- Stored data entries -
########################################
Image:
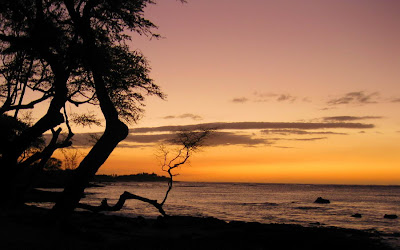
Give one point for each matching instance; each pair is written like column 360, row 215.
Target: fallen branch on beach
column 120, row 203
column 190, row 141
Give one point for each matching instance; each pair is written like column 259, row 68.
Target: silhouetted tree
column 188, row 142
column 80, row 56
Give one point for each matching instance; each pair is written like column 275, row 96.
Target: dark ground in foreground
column 33, row 228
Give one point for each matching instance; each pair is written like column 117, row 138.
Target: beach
column 33, row 228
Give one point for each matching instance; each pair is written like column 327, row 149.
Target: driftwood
column 120, row 203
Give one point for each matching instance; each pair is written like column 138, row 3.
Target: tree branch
column 120, row 203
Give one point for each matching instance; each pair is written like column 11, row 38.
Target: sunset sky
column 301, row 91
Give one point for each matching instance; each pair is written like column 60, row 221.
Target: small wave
column 308, row 208
column 260, row 204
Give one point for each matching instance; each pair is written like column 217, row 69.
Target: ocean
column 265, row 203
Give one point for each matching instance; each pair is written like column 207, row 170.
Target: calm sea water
column 266, row 203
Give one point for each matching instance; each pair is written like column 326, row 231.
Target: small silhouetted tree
column 172, row 156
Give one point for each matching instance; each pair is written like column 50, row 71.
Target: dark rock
column 390, row 216
column 321, row 200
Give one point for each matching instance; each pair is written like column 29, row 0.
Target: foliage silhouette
column 71, row 52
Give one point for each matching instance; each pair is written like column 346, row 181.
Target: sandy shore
column 33, row 228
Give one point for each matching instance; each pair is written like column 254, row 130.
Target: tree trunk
column 9, row 161
column 115, row 132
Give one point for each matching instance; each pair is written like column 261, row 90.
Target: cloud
column 267, row 97
column 298, row 132
column 240, row 100
column 218, row 138
column 359, row 97
column 348, row 118
column 184, row 116
column 310, row 139
column 255, row 125
column 282, row 98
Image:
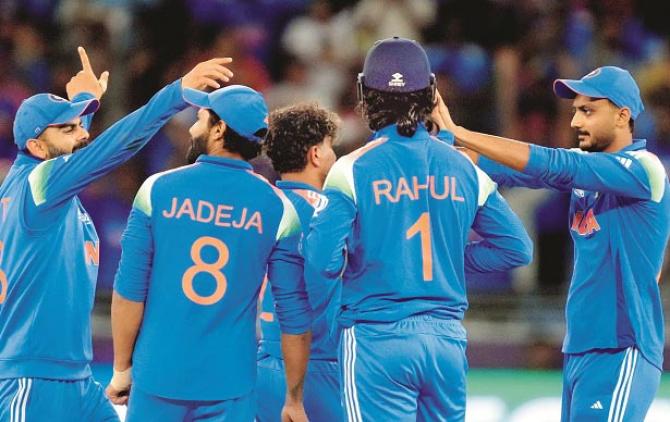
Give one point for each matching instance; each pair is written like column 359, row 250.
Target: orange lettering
column 238, row 224
column 416, row 186
column 92, row 251
column 202, row 205
column 376, row 187
column 172, row 211
column 3, row 277
column 220, row 215
column 422, row 226
column 200, row 266
column 454, row 195
column 433, row 188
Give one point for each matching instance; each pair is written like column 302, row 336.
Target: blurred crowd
column 495, row 61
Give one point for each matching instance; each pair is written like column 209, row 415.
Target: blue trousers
column 410, row 370
column 322, row 390
column 143, row 406
column 614, row 385
column 39, row 399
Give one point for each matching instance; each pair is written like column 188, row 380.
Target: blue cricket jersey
column 49, row 247
column 196, row 249
column 323, row 297
column 619, row 222
column 400, row 209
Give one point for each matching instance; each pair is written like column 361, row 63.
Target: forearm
column 126, row 320
column 295, row 350
column 512, row 153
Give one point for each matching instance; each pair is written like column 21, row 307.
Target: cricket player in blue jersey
column 198, row 243
column 619, row 222
column 299, row 143
column 49, row 246
column 398, row 214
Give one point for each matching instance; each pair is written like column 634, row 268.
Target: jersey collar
column 636, row 145
column 23, row 158
column 391, row 132
column 223, row 161
column 291, row 185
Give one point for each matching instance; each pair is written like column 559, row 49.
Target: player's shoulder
column 361, row 152
column 144, row 197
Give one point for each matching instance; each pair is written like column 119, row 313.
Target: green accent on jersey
column 290, row 222
column 143, row 198
column 37, row 180
column 341, row 177
column 486, row 186
column 655, row 172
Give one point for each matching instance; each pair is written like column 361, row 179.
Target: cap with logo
column 396, row 65
column 240, row 107
column 40, row 111
column 611, row 82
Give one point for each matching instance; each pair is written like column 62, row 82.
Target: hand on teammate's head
column 207, row 76
column 85, row 80
column 118, row 397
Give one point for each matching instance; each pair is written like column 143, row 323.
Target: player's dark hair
column 236, row 143
column 294, row 130
column 406, row 110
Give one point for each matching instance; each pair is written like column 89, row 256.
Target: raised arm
column 635, row 174
column 285, row 274
column 130, row 290
column 505, row 243
column 55, row 181
column 324, row 246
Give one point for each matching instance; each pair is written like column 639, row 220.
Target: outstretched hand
column 293, row 412
column 85, row 80
column 208, row 75
column 118, row 396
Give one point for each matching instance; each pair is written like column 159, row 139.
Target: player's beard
column 53, row 151
column 593, row 142
column 197, row 148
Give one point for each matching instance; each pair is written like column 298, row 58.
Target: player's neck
column 220, row 152
column 310, row 178
column 620, row 142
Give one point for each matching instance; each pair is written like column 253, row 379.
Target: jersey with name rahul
column 323, row 297
column 400, row 210
column 49, row 247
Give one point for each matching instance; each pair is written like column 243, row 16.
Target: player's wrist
column 121, row 380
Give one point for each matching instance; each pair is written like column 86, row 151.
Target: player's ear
column 313, row 155
column 36, row 148
column 623, row 116
column 219, row 129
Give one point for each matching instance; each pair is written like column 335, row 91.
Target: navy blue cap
column 611, row 82
column 396, row 65
column 40, row 111
column 239, row 106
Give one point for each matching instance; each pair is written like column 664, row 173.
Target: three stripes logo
column 597, row 405
column 626, row 162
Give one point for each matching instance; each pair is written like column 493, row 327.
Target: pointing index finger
column 222, row 60
column 85, row 63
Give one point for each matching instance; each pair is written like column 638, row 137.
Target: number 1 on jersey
column 3, row 277
column 422, row 226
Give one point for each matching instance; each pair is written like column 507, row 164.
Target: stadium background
column 494, row 59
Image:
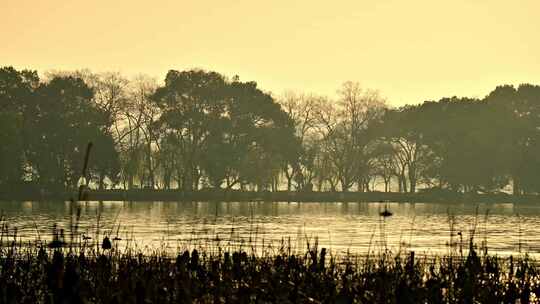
########################################
Give back all of the data exactly, but not the pictures.

Image:
Give one point for each matching instance; each pair is written like column 360, row 215.
Target: fallen branch on beach
column 120, row 203
column 190, row 141
Give one point for each matching instance; each pair is written like column 259, row 68.
Target: silhouetted tree
column 188, row 142
column 80, row 56
Give one point for each matching instance; each pair is written like column 275, row 96.
Target: dark ground in foreground
column 33, row 228
Give one point for each matching instance; each pair is written like column 117, row 138.
Target: beach
column 33, row 228
Give one point for each matching instance; each pair is written like column 327, row 149.
Target: driftwood
column 120, row 203
Give one point for each matching instance; each pair is written like column 138, row 3.
Target: tree branch
column 120, row 203
Give one point for each matching instance; each pair is written like column 11, row 38.
Target: sunset sky
column 301, row 91
Give one point for each matching instance; each pair is written like column 60, row 221.
Target: small wave
column 308, row 208
column 260, row 204
Give one point for each matching instance; each pair is written like column 217, row 69.
Target: ocean
column 265, row 203
Give one point for each matching instance; each pair is written like column 207, row 170.
Target: calm sea water
column 266, row 203
Give one point for each matching instance; each pair is written like column 326, row 231.
Target: small silhouetted tree
column 172, row 156
Give one point for each matching instance; each pair is written like column 50, row 71.
Target: dark rock
column 390, row 216
column 321, row 200
Give one point for each matching instance; each pair is written like column 29, row 0.
Target: foliage silhouette
column 71, row 52
Give one point for each matching instance; each pair is written like column 346, row 181.
Target: sandy shore
column 33, row 228
Give one point for each matching instance; each pair is written like column 254, row 130.
Target: tree trunk
column 9, row 161
column 115, row 132
Give one point for each matching instance; each pair is written like column 261, row 90.
Target: cloud
column 267, row 97
column 298, row 132
column 240, row 100
column 218, row 138
column 359, row 97
column 348, row 118
column 184, row 116
column 310, row 139
column 255, row 125
column 282, row 98
Image:
Give one point for each matching instance; each pair is written like column 359, row 250.
Target: orange lettering
column 238, row 224
column 416, row 186
column 92, row 251
column 202, row 205
column 376, row 187
column 172, row 211
column 3, row 277
column 220, row 215
column 422, row 226
column 200, row 266
column 454, row 195
column 433, row 188
Give one point for each matching instance; each pair is written like column 302, row 336.
Target: blurred crowd
column 495, row 61
Give one point for each matching instance; each pair is written like column 209, row 415.
Target: blue trousers
column 410, row 370
column 322, row 390
column 143, row 406
column 614, row 385
column 39, row 399
Give one point for each matching instance; each pair is written like column 188, row 380.
Target: blue cricket jersey
column 49, row 247
column 196, row 249
column 323, row 297
column 619, row 222
column 400, row 209
Give one point for each matching instance; each pair is written like column 361, row 63.
Target: forearm
column 126, row 320
column 295, row 350
column 512, row 153
Give one point for each matching instance; each pair is written like column 21, row 307.
Target: cricket player in blue jersey
column 198, row 243
column 619, row 222
column 299, row 143
column 49, row 246
column 398, row 214
Give one point for each matching instance; each pair is written like column 634, row 268.
Target: jersey collar
column 636, row 145
column 23, row 158
column 391, row 132
column 223, row 161
column 291, row 185
Give one point for each matching instance; each pair is written like column 559, row 49.
Target: player's shoulder
column 361, row 152
column 144, row 197
Give one point for each matching instance; each pair is written like column 119, row 313.
Target: green accent on jersey
column 290, row 222
column 143, row 198
column 37, row 180
column 341, row 177
column 486, row 186
column 655, row 172
Give one point for each matching instance; each pair is written like column 361, row 179.
Target: cap with logo
column 396, row 65
column 240, row 107
column 40, row 111
column 611, row 82
Give one point for each matching instance; each pair is written like column 62, row 82.
Target: hand on teammate's head
column 207, row 76
column 85, row 80
column 118, row 397
Give one point for each matching instance; each pair is written like column 143, row 323.
Target: player's dark hair
column 236, row 143
column 294, row 130
column 406, row 110
Give one point for each matching instance; each pair is written like column 89, row 256.
Target: raised arm
column 635, row 174
column 285, row 274
column 130, row 290
column 505, row 243
column 55, row 181
column 324, row 246
Give one point for each matching instance; each pair is written like column 639, row 220.
Target: outstretched hand
column 293, row 412
column 85, row 80
column 208, row 75
column 118, row 396
Give one point for each matching instance; each pair is written like column 159, row 139.
Target: player's beard
column 53, row 151
column 593, row 142
column 197, row 148
Give one point for each matching instance; each pair is written like column 298, row 58.
Target: player's neck
column 220, row 152
column 310, row 178
column 620, row 142
Give one point for each matching instance; each pair is written like column 253, row 379.
Target: jersey with name rahul
column 323, row 297
column 400, row 210
column 49, row 247
Give one point for each matching instance; each pair is written like column 243, row 16.
Target: player's wrist
column 121, row 380
Give one point for each matching instance; each pair is written like column 86, row 151.
Target: player's ear
column 313, row 155
column 36, row 148
column 623, row 116
column 219, row 129
Give one point for each matching instance; each pair is written like column 335, row 91.
Target: navy blue cap
column 611, row 82
column 396, row 65
column 40, row 111
column 239, row 106
Give one point for each matching instance; each pair is written like column 664, row 173.
Target: three stripes logo
column 597, row 405
column 626, row 162
Give one point for each matching instance; each pair is written like column 493, row 327.
Target: pointing index finger
column 222, row 60
column 85, row 63
Give one point for each matching instance; each pair is written like column 638, row 137.
Target: number 1 on jersey
column 3, row 277
column 422, row 226
Give one point for each matching instance; each pair is written like column 507, row 164.
Target: stadium background
column 494, row 59
Image:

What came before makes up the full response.